Composée en 2014, inspirée par le bruit de la mer et le chant des oiseaux lors d'une promenade au bord de l'océan Pacifique au nord de San Francisco, Trumblebird contrails de Gabriella Smith est une superbe pièce, très narrative, riche en effets sonores (percussions), présentée ce soir en création française. Née du vrombissement croissant des violoncelles, elle laisse une large place aux percussions et aux cuivres, évoluant rapidement vers une structure rythmique envoûtante, voire sauvage, portée par des glissandos de cuivres (trombone), des attaques de cordes (altos) et des percussions véhémentes, avant de laisser progressivement place au flux et reflux, plus apaisés de la mer et à des épisodes plus contemplatifs peuplés de cris d'oiseaux (cordes) qui s'effaceront progressivement dans le silence de la mer… Pièce complexe, Esa-Pekka Salonen nous en offre une interprétation très poétique, remarquable de précision.
Véritable Everest pianistique qui associe tout à la fois beauté des lignes mélodiques, effusion lyrique et virtuosité confondante, le Concerto pour piano n° 3 (1909) de Serge Rachmaninoff est abordé avec maestria par la pianiste Yuja Wang. Prenant la main dès l'entame du premier mouvement Allegro ma non tanto par l'énoncé de son célèbre thème récurrent, Yuja Wang fait dès lors un véritable cavalier seul face à l'accompagnement discret, assez distancié et un peu froid de l'orchestre. Dans ce « leadership » qu'elle n'abandonnera pas tout au long des nombreuses modulations, on admire la variété du jeu, les couleurs, la poésie, la digitalité impressionnante soutenant une prodigieuse virtuosité qui culminera dans la démoniaque cadence. Initié par l'orchestre (hautbois, altos) le deuxième mouvement Intermezzo voit une fois encore le piano orchestral prendre la parole de façon péremptoire dans une suite de variations tumultueuses avant que le Finale ne retrouve orchestre et soliste réunis dans une cavalcade hypnotique et déchainée. Malgré la fatigue liée à cette interprétation épique, Yuja Wang, généreuse, offre deux bis au public parisien : Marguerite au rouet de Schubert revue par Liszt et la Mort d'Orphée de Gluck dans l'arrangement de Sgambati.

◆ Entrées de données:
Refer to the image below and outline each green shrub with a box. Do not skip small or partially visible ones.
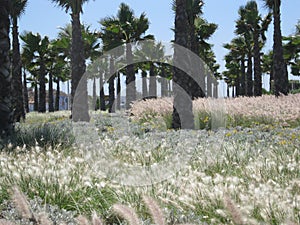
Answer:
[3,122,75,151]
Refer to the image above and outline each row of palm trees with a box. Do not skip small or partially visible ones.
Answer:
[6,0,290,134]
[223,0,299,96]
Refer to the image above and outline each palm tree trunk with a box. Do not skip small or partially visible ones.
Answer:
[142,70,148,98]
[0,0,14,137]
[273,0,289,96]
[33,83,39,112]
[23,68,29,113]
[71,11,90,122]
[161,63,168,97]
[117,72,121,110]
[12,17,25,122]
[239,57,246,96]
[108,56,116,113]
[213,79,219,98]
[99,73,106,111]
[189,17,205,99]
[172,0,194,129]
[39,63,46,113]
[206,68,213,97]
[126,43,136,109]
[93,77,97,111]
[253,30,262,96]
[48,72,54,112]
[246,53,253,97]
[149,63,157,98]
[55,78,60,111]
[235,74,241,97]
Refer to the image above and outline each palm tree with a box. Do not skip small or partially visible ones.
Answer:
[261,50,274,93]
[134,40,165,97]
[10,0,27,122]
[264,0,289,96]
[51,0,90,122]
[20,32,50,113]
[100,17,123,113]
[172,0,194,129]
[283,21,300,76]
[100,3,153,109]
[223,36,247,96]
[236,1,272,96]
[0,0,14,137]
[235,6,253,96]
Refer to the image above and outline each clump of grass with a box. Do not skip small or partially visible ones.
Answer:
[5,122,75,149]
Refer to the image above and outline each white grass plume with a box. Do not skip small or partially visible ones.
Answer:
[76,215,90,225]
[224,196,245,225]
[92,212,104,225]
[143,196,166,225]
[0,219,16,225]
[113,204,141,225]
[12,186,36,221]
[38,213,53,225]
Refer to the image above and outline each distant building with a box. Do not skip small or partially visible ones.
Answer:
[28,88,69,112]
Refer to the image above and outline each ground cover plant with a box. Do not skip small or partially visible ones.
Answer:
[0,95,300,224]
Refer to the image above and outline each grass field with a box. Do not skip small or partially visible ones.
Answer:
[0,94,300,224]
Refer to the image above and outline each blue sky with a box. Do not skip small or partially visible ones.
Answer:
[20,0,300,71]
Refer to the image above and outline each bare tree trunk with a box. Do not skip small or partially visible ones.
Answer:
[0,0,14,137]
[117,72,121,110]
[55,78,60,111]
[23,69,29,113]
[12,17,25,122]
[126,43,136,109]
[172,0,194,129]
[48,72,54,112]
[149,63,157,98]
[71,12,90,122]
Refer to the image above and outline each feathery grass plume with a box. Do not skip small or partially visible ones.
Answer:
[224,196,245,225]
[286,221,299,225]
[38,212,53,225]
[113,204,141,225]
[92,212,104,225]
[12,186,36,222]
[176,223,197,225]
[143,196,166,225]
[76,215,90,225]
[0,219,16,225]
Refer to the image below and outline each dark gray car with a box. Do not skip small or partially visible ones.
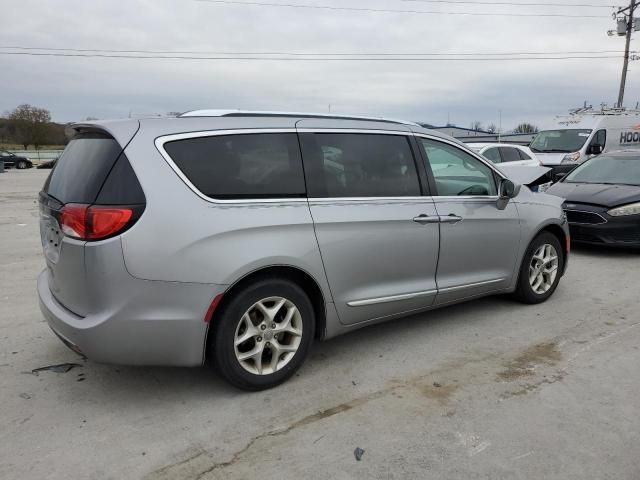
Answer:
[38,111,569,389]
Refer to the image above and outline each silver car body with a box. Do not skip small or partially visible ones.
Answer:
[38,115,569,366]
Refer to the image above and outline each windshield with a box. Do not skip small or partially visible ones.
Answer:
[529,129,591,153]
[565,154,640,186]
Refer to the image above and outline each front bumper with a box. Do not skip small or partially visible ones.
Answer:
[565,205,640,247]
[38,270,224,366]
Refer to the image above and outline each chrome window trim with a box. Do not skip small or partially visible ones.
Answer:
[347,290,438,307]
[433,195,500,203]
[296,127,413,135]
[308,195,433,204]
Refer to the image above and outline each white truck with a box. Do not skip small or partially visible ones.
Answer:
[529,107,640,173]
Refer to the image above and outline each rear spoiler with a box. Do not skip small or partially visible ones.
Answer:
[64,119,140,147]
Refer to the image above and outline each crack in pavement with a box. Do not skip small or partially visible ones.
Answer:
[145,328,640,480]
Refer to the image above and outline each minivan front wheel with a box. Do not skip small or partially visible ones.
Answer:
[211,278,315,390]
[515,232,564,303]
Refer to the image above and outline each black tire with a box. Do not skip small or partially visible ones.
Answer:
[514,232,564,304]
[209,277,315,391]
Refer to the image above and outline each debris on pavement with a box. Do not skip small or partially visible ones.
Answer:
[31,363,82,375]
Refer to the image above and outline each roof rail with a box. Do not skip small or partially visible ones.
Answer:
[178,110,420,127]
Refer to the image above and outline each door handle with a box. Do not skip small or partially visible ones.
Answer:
==
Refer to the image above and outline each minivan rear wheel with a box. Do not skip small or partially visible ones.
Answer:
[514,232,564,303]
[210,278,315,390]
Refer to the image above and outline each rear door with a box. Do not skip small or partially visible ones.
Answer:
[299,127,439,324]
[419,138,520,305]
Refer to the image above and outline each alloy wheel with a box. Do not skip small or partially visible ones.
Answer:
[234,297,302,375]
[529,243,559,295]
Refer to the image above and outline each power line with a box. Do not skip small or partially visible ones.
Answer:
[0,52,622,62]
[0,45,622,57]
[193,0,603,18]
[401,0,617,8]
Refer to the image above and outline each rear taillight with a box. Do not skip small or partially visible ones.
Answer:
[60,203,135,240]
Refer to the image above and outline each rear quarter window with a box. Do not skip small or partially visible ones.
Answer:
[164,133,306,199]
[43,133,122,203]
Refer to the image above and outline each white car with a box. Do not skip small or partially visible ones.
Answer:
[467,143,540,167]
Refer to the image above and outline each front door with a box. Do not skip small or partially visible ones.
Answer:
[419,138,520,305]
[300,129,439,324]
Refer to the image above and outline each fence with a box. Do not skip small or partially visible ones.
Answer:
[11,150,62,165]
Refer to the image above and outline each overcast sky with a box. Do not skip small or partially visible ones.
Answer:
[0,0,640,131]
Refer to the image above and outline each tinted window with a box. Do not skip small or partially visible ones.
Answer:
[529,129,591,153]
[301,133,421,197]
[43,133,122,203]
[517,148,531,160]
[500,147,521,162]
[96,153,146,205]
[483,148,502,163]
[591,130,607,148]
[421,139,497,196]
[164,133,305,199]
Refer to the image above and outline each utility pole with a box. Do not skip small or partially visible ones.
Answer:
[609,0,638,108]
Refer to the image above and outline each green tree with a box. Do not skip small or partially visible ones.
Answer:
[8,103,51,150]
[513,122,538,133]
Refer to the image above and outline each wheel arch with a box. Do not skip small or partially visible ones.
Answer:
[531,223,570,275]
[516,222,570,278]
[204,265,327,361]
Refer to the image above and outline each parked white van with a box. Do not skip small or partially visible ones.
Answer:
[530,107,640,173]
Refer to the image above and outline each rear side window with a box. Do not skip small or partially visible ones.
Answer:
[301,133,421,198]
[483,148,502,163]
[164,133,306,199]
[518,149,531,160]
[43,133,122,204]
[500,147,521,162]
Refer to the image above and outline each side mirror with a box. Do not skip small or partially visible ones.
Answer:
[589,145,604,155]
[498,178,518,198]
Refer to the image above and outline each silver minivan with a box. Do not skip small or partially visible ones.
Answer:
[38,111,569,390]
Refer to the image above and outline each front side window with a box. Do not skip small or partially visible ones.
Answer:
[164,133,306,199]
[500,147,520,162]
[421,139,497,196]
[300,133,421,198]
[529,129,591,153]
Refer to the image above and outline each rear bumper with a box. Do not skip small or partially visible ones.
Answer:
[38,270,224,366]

◆ Objectifs:
1) Relevez toutes les œuvres musicales que le compte rendu du concert désigne par leur titre.
2) Poursuivez le compte rendu du concert à partir de sa dernière phrase.
Les données n'ont aucun rôle à jouer ici.

◆ Résultats par tâche:
1)
Trumblebird contrails
Concerto pour piano n° 3
Marguerite au rouet
la Mort d'Orphée

2)
Avec le Concerto pour orchestre (1944) de Béla Bartók, Esa-Pekka Salonen a assurément gardé le meilleur pour la fin, nous gratifiant d'une impressionnante démonstration de direction qui fait chanter tous les pupitres de la phalange californienne. On y admire la précision rythmique, la lisibilité parfaite dans l'agencement des plans sonores, la lumineuse clarté de la texture orchestrale, autant que la beauté et la justesse des performances solistiques individuelles et collectives. Il se décline selon une architecture en arche en cinq mouvements : Introduction de caractère solennel, très contrastée sollicitant tous les pupitres (violoncelles, petite harmonie, harpe, altos, trompettes) ; Jeux de couple faisant intervenir successivement bassons, hautbois, clarinette, flutes, trompettes, avant que la harpe ne mette fin à ce joyeux babillage : Elégie dont la déploration poignante marque la douleur de l'exil (flute, piccolo, harpe, cordes et timbales) ; Intermezzo interroto, véritable patch work musical aux allures sarcastiques et pseudo folkloriques (alto, clarinette) ; Finale à l'orchestration éclatante (cuivres) s'appuyant sur des danses populaires, vivement rythmées hautes en couleurs, pour conclure cette démonstration orchestrale de haut niveau.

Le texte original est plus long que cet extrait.